• **Source extract**

╔══

RE: Subversion and Remote Repository Synchronization

Posted by Bob Archer <Bo...@amsi.com>.
> On Thu, Oct 6, 2011 at 12:55 PM, Daniel Shahaf <d....@daniel.shahaf.name>
> wrote:
> > David Weintraub wrote on Thu, Oct 06, 2011 at 12:22:33 -0400:
> >> What about using "svngit"? We could have an automated process that
> >> pulls data from the Subversion repository in the U.S. and creates a
> >> local Git repository in India using "svngit'. This could be done when
> >> there's no one in the Indian office. Developers could then checkout
> >> and commit their changes to their local Git repository. In the middle
> >> of the night, the Git repository could then push its changes to
> >> Subversion using "gitsvn" Is this a possibility?
> >
> > And what do you do when the push step fails due to the Subversion
> > repository having changed after the pull?
> 
> I think you are supposed to branch for your local git work, then 'rebase' the
> svn copy (equivalent to upate) before merging your branch and using
> dcommit to push it back to the svn master.  Conceptually it shouldn't be
> different than the repository changing compared to an outstanding modified
> svn working copy.
> 

I don't think using svn-git solves the problem that updates from the remote server are going to take time. That lag will still be there.

Isn't there a way to set up some type of write through proxy when using svnsync? 

Of course, the other solution is get a faster/bigger pipe to reduce the transfer times.

BOb


Re: Subversion and Remote Repository Synchronization

Posted by Mark Phippard <ma...@gmail.com>.
On Thu, Oct 6, 2011 at 4:23 PM, David Weintraub <qa...@gmail.com> wrote:
>> On Thu, Oct 6, 2011 at 1:51 PM, Daniel Shahaf <d....@daniel.shahaf.name> wrote:
>>
>>>> >> What about using "svngit"? We could have an automated process that
>>>> >> pulls data from the Subversion repository in the U.S. and creates a
>>>> >> local Git repository in India using "svngit'. This could be done when
>>>> >> there's no one in the Indian office. Developers could then checkout
>>>> >> and commit their changes to their local Git repository. In the middle
>>>> >> of the night, the Git repository could then push its changes to
>>>> >> Subversion using "gitsvn" Is this a possibility?
>
> On Thu, Oct 6, 2011 at 3:49 PM, Les Mikesell <le...@gmail.com> wrote:
>> I don't have experience with using git-svn myself, but it seems to be
>> designed to handle that scenario.
>
> Svn-git was mainly designed to allow you to checkpoint your work
> without checking in code you know might not work.
>
> What I am thinking is something a bit more radical: Using Git as a
> local repository for a remote Subversion repository. Now, you're
> talking about 10 to 20 or more users in your remote site using Git,
> pushing their changes to the local central Git repository, and then
> having that central Git repository sync itself back to the Subversion
> repository. You're hope is that the site that has the Subversion
> repository isn't doing to many changes while the remote site is
> active. And, the remote site isn't active while the local site is
> committing changes into Subversion.

Have you seen this?

http://subgit.com/

It is something the guys that make SVNKit have been working on.


-- 
Thanks

Mark Phippard
http://markphip.blogspot.com/

Re: Subversion and Remote Repository Synchronization

Posted by David Weintraub <qa...@gmail.com>.

╚══

(Entries from a dataset)
╔══

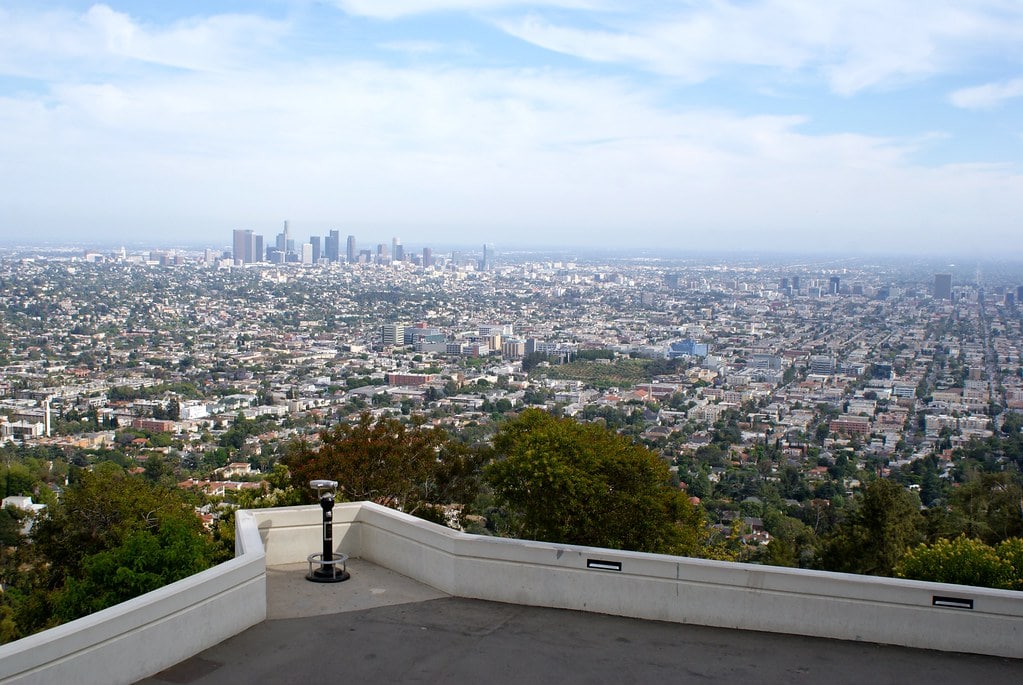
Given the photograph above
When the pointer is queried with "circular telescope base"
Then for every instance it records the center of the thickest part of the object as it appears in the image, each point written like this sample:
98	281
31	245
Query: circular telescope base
328	571
321	576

╚══

• **Task set**
1 - Answer these from the Subversion sync thread:
(a) What other way to cut transfer times does Bob Archer mention?
(b) What web address does Mark Phippard share?
(c) According to David Weintraub, what was svn-git mainly designed for?
2 - Rewrite the part of the Subversion sync thread that opens with "http://subgit.com/" and closes with "David Weintraub <qa...@gmail.com>.", renaming "guys" to "developers".

• **Responses by task**
1 -
(a) Getting a faster/bigger pipe.
(b) http://subgit.com/
(c) To let you checkpoint your work without checking in code you know might not work.

2 -
http://subgit.com/

It is something the developers that make SVNKit have been working on.


-- 
Thanks

Mark Phippard
http://markphip.blogspot.com/

Re: Subversion and Remote Repository Synchronization

Posted by David Weintraub <qa...@gmail.com>.